WHAT IS BEING ASKED:
Add 98 to every coordinate in the answer boxes and write out everything from the start of the data down to the line containing "top-left (360, 172), bottom-right (385, 208)", with the requests and their format samples included but left unchanged. Leave the pictures out.

INFORMATION SHOWN:
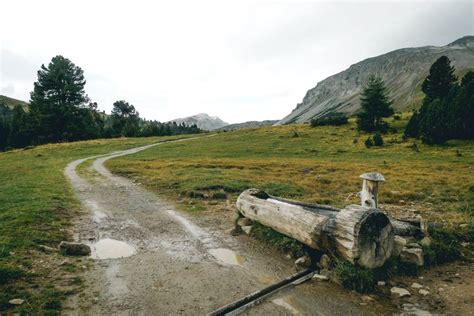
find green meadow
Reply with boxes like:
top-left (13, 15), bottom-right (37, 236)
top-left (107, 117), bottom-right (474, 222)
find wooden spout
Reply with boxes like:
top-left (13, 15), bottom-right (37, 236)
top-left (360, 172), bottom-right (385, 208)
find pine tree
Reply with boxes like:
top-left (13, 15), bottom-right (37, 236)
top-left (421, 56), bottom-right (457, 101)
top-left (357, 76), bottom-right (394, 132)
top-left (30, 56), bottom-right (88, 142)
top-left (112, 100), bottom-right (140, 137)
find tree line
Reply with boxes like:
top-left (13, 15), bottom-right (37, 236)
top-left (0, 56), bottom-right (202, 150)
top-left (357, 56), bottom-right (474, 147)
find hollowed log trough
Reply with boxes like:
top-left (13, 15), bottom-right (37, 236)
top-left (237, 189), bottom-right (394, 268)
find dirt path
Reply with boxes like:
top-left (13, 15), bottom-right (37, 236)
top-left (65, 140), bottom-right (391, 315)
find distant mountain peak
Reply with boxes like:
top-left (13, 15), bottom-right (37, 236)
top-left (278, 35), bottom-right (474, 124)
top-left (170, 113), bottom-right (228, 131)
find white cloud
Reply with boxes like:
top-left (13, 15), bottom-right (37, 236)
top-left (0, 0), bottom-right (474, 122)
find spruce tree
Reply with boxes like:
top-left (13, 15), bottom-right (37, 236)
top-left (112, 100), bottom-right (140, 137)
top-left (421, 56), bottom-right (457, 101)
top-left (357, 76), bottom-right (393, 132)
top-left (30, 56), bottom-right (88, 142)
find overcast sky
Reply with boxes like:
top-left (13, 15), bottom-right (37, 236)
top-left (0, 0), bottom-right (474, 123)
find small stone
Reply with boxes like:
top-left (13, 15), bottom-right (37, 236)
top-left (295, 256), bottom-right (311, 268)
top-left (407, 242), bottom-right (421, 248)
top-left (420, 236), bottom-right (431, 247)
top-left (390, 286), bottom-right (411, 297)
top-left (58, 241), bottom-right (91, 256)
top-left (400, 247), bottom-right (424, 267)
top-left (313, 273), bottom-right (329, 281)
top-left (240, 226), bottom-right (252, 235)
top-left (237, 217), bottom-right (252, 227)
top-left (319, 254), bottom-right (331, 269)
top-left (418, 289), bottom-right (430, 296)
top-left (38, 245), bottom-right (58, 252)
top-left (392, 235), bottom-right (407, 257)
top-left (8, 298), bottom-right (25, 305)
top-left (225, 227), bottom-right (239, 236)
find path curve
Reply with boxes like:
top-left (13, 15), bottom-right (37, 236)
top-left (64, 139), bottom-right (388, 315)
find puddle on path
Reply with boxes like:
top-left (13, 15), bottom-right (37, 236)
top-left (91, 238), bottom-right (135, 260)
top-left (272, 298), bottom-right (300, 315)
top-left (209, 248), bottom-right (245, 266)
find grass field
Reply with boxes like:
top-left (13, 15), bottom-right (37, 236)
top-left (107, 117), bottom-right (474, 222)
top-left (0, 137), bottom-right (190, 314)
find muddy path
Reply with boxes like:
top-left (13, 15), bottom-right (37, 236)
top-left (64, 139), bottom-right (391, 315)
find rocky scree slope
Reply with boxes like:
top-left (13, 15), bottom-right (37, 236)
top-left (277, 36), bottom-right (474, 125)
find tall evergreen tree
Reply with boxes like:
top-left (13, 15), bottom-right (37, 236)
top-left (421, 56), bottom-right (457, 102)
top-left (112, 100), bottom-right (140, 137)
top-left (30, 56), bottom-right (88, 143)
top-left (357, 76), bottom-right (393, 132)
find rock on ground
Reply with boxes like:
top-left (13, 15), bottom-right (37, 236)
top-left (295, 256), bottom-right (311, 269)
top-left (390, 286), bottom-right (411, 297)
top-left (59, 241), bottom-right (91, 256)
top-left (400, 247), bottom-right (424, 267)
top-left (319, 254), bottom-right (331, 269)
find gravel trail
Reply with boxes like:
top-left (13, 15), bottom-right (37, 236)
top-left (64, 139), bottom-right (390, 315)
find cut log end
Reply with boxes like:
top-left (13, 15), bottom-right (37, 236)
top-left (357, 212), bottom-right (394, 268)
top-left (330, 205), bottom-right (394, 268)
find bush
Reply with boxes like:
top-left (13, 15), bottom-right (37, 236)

WORKED ANSWER:
find green meadow
Reply with boxes like:
top-left (13, 15), bottom-right (37, 236)
top-left (205, 215), bottom-right (572, 320)
find wooden spout
Reply with boxes like:
top-left (13, 15), bottom-right (37, 236)
top-left (458, 270), bottom-right (483, 306)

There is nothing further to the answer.